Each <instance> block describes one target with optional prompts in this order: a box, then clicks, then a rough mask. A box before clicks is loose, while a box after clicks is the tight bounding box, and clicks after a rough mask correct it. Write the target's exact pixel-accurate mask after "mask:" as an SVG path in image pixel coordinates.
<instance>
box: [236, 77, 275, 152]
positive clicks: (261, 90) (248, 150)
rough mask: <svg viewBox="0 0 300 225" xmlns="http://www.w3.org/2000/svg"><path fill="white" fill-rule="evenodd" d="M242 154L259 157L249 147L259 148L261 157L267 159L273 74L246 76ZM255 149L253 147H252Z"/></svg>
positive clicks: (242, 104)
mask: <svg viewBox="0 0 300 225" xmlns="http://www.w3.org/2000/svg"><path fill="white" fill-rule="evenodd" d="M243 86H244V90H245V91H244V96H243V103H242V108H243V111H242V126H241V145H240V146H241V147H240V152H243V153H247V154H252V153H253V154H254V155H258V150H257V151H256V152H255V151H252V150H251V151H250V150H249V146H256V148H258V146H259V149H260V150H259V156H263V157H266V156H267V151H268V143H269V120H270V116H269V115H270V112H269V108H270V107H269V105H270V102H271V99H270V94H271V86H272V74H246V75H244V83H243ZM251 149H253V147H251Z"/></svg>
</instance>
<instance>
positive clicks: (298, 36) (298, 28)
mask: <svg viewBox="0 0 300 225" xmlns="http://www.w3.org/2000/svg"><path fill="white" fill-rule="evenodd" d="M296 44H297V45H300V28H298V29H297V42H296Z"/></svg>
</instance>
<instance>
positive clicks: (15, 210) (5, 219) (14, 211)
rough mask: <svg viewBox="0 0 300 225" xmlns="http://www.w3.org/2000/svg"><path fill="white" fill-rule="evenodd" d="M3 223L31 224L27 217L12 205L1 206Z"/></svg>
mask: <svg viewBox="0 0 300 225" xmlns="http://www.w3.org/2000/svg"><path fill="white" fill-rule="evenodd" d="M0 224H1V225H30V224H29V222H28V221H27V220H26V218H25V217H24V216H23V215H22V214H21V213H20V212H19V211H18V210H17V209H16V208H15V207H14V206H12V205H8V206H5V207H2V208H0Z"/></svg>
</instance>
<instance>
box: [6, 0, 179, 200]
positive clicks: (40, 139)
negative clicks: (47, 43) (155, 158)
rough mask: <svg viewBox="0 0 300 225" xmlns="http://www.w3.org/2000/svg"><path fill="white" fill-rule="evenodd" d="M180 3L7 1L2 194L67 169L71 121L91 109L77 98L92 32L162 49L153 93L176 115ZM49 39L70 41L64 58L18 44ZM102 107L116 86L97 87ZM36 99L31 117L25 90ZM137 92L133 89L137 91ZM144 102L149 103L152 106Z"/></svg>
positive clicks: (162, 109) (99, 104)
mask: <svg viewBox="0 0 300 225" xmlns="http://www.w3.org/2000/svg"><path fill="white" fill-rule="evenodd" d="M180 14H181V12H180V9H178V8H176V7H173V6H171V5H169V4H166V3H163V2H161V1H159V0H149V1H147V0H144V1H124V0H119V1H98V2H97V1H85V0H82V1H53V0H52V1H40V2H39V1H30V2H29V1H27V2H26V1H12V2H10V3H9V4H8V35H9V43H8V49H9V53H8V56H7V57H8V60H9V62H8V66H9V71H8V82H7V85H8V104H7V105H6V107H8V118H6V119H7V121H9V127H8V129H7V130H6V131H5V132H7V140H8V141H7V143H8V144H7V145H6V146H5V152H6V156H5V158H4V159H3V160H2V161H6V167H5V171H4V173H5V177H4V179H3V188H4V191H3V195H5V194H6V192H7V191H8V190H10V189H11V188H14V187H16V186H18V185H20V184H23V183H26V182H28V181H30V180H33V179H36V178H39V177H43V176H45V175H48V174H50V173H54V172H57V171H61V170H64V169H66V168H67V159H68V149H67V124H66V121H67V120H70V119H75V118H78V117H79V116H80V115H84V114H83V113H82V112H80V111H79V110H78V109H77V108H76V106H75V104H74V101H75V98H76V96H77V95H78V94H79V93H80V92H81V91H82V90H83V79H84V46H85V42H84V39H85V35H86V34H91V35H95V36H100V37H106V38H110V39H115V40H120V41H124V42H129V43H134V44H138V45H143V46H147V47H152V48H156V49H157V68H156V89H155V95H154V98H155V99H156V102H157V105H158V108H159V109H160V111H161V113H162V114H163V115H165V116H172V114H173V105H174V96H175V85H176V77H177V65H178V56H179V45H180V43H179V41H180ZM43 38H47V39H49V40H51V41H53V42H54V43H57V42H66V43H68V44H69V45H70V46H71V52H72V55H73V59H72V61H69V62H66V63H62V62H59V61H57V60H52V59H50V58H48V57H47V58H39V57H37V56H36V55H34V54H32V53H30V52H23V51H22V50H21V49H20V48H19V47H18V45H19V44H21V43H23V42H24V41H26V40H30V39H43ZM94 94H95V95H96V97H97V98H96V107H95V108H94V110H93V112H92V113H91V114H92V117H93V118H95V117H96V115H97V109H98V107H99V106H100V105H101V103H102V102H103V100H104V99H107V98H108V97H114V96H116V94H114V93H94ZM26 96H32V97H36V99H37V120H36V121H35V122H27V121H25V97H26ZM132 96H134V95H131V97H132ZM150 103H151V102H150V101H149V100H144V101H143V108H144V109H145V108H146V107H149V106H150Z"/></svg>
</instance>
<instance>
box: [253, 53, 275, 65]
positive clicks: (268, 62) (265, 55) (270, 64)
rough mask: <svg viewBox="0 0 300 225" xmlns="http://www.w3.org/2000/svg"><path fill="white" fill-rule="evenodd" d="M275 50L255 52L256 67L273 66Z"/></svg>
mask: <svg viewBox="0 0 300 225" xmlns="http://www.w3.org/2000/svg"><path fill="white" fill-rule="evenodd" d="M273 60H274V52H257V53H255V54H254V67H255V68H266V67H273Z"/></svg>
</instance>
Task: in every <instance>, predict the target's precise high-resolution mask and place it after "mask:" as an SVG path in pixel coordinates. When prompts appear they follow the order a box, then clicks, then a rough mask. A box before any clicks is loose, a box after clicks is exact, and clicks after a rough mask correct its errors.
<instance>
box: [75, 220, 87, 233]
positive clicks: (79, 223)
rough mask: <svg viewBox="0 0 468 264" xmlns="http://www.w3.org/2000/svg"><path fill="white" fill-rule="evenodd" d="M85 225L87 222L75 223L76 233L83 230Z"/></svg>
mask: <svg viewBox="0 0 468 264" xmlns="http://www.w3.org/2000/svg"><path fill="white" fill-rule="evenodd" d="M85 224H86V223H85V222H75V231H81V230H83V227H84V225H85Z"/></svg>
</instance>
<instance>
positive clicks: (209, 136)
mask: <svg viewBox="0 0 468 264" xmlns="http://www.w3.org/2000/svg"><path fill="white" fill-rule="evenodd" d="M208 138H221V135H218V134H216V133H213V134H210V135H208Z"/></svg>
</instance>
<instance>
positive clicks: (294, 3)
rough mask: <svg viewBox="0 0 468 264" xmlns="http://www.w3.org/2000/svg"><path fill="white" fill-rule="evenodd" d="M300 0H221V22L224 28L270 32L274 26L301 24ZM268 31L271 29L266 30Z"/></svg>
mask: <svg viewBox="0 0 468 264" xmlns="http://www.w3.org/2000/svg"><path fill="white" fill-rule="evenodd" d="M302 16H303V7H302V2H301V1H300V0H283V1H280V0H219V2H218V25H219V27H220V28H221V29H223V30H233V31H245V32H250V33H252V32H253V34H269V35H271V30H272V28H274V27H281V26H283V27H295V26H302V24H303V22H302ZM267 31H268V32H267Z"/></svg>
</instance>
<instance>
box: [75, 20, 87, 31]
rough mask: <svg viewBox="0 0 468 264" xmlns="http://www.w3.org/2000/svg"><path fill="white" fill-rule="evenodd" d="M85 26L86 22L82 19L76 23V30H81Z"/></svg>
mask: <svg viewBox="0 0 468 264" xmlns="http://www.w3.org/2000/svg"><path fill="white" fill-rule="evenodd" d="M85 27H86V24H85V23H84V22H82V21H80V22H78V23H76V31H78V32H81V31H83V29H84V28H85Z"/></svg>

INSTRUCTIONS FOR THE TASK:
An exact copy of the lines above, from the one containing "223L31 224L27 217L12" through the one containing "negative clicks: (47, 43) (155, 158)", is the whole of the answer.

RESPONSE FOR THIS EXERCISE:
rough mask: <svg viewBox="0 0 300 225" xmlns="http://www.w3.org/2000/svg"><path fill="white" fill-rule="evenodd" d="M3 223L31 224L27 217L12 205L1 206Z"/></svg>
mask: <svg viewBox="0 0 300 225" xmlns="http://www.w3.org/2000/svg"><path fill="white" fill-rule="evenodd" d="M0 224H1V225H30V224H29V222H28V221H27V220H26V218H25V217H24V216H23V215H22V214H21V213H20V212H19V211H18V210H17V209H16V208H15V207H14V206H12V205H8V206H5V207H2V208H0Z"/></svg>
</instance>
<instance>
box: [6, 0, 179, 200]
positive clicks: (40, 139)
negative clicks: (47, 43) (155, 158)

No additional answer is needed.